**EXTRACTED ENTRIES**.
========================================================================
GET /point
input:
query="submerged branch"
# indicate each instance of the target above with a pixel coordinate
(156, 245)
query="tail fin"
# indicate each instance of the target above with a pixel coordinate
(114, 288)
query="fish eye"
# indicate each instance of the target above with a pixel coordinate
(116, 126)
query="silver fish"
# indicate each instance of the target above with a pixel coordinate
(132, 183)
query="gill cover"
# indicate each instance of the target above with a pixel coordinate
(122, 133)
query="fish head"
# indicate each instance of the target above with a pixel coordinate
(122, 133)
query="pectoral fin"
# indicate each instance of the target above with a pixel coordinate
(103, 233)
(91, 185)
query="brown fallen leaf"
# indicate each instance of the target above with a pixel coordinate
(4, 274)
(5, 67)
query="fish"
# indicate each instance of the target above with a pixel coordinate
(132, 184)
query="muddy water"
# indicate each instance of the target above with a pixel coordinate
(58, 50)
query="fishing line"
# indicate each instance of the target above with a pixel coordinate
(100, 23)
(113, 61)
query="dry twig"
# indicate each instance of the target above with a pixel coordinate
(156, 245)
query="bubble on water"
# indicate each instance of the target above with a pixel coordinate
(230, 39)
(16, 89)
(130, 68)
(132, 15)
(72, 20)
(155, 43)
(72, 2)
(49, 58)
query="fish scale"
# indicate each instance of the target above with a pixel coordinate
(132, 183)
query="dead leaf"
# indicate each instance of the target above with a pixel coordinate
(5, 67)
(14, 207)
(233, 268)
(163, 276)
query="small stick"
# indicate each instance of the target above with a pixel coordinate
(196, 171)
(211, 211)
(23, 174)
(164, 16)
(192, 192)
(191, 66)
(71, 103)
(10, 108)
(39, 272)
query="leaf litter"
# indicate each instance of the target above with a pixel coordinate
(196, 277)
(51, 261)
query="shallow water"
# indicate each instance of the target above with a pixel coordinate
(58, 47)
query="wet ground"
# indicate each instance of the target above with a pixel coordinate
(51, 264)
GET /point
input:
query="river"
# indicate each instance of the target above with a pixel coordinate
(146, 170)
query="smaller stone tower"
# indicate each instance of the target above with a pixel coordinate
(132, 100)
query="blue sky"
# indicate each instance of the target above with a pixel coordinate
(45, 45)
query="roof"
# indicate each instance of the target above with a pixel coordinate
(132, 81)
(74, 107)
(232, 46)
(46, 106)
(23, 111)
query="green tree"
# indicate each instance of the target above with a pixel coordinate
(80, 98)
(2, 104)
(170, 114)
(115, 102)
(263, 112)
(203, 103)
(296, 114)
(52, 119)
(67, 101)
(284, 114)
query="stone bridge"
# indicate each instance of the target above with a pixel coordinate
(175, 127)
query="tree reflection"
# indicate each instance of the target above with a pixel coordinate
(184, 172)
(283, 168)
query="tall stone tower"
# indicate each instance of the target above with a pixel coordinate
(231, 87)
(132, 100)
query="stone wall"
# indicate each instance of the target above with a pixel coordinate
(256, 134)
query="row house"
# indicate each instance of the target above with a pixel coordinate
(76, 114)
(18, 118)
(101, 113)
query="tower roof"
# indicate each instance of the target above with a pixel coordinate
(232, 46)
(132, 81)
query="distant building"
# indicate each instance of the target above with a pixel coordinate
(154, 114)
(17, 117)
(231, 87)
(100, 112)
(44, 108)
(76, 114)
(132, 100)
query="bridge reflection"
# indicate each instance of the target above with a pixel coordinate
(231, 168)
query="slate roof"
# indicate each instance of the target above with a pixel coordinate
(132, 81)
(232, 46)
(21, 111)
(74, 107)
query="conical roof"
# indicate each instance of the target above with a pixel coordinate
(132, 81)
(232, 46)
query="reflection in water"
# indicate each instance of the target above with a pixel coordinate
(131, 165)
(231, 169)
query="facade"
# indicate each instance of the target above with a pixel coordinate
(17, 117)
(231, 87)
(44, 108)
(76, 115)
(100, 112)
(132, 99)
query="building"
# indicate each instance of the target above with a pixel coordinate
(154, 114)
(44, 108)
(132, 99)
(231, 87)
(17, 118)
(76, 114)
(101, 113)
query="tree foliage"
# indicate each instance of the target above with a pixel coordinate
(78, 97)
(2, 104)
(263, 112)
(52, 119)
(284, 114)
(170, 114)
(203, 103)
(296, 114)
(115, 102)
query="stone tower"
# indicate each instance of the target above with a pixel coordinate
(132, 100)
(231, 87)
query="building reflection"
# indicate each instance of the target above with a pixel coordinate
========================================================================
**EXERCISE GOAL**.
An exact restatement of all the entries above is needed.

**RESULT OF THIS EXERCISE**.
GET /point
input:
query="submerged branch"
# indicate each instance of the target above with a pixel coordinate
(156, 245)
query="tail fin"
# indicate each instance of the target above with a pixel coordinate
(114, 288)
query="fish eye"
# indicate each instance of the target above with a pixel coordinate
(116, 126)
query="silver fish"
# indicate each instance of the target above with a pixel coordinate
(132, 183)
query="gill cover"
# indicate each instance of the target above with a pixel coordinate
(122, 133)
query="fish head"
# indicate each instance of the target above with a pixel coordinate
(122, 133)
query="pectoral fin"
# indicate each instance of the target above with a pixel coordinate
(103, 233)
(91, 185)
query="brown fallen leaf"
# indicate each instance of the target above with a pixel coordinate
(4, 274)
(5, 67)
query="fish"
# indicate each instance of the target above with a pixel coordinate
(132, 184)
query="muddy water"
# indicate each instance of the target above with a pixel coordinate
(58, 50)
query="fishing line"
# indicate each instance of the target above with a pixel coordinate
(100, 23)
(113, 61)
query="dry twig"
# indicate each instance of the target above with a pixel coordinate
(156, 245)
query="bubble on water"
# indicate each instance of the target above with a pixel coordinate
(230, 39)
(16, 89)
(130, 68)
(132, 15)
(72, 20)
(155, 43)
(72, 2)
(49, 58)
query="fish scale"
# indicate each instance of the target above with a pixel coordinate
(132, 183)
query="dead leaf"
# indicate each instance of the target above with a pixel coordinate
(5, 67)
(14, 207)
(233, 268)
(163, 276)
query="small stick"
# indicate each instance of the target above with a pixel coordinate
(196, 171)
(211, 211)
(23, 174)
(164, 16)
(192, 192)
(191, 66)
(71, 103)
(10, 108)
(39, 272)
query="leaf litter"
# indicate each instance of the target above with a pixel coordinate
(196, 277)
(51, 261)
query="shallow water"
# indicate each instance of the target above with a pixel coordinate
(58, 47)
query="wet ground"
# indicate each instance of the target above with a pixel coordinate
(51, 264)
GET /point
input:
query="river"
# indicate each instance of the target above with a pixel coordinate
(146, 170)
query="smaller stone tower"
# indicate each instance of the target above with a pixel coordinate
(132, 100)
query="blue sky"
# indicate each instance of the target above with a pixel coordinate
(45, 45)
query="roof"
# indicate each instance of the target above with a pixel coordinate
(132, 81)
(74, 107)
(232, 46)
(46, 106)
(23, 111)
query="green tree"
# indicate each instance of the target above with a pixel coordinate
(80, 98)
(2, 104)
(170, 114)
(115, 102)
(263, 112)
(203, 103)
(296, 114)
(52, 119)
(67, 101)
(284, 114)
query="stone bridge"
# indicate each instance of the target above with a pixel coordinate
(175, 127)
query="tree reflection"
# indicate each instance of the target above with a pixel coordinate
(184, 172)
(283, 168)
query="tall stone tower"
# indicate each instance of the target above with a pixel coordinate
(231, 87)
(132, 100)
query="stone wall"
# indicate each instance of the target above with a pixel coordinate
(256, 134)
query="row house"
# indicate each instance of the target above with a pixel coordinate
(76, 114)
(18, 118)
(101, 113)
query="tower roof"
# indicate each instance of the target above with a pixel coordinate
(232, 46)
(132, 81)
query="distant building"
# indicate each instance of the target above with a pixel coordinate
(154, 114)
(17, 117)
(231, 87)
(100, 112)
(44, 108)
(76, 114)
(132, 100)
query="bridge reflection"
# indicate each instance of the target above with a pixel coordinate
(231, 168)
query="slate roof"
# indicate each instance of the target above with a pixel coordinate
(132, 81)
(232, 46)
(21, 111)
(74, 107)
query="conical roof"
# indicate each instance of the target above with a pixel coordinate
(132, 81)
(232, 46)
query="reflection in water"
# indicate each instance of the target above with a pixel coordinate
(131, 165)
(231, 169)
query="facade"
# indicate each instance of the target above with a pixel coordinate
(17, 117)
(231, 87)
(44, 108)
(76, 115)
(100, 112)
(132, 99)
query="building"
# indicate each instance of the target above with a pixel coordinate
(154, 114)
(44, 108)
(132, 99)
(231, 87)
(17, 118)
(76, 114)
(101, 113)
query="tree foliage"
# indicate each instance of the target above with a pixel coordinate
(78, 97)
(2, 104)
(263, 112)
(52, 119)
(284, 114)
(170, 114)
(203, 103)
(296, 114)
(115, 102)
query="stone tower"
# indicate each instance of the target above with a pixel coordinate
(132, 100)
(231, 87)
query="building reflection"
# indicate each instance of the target above with a pixel coordinate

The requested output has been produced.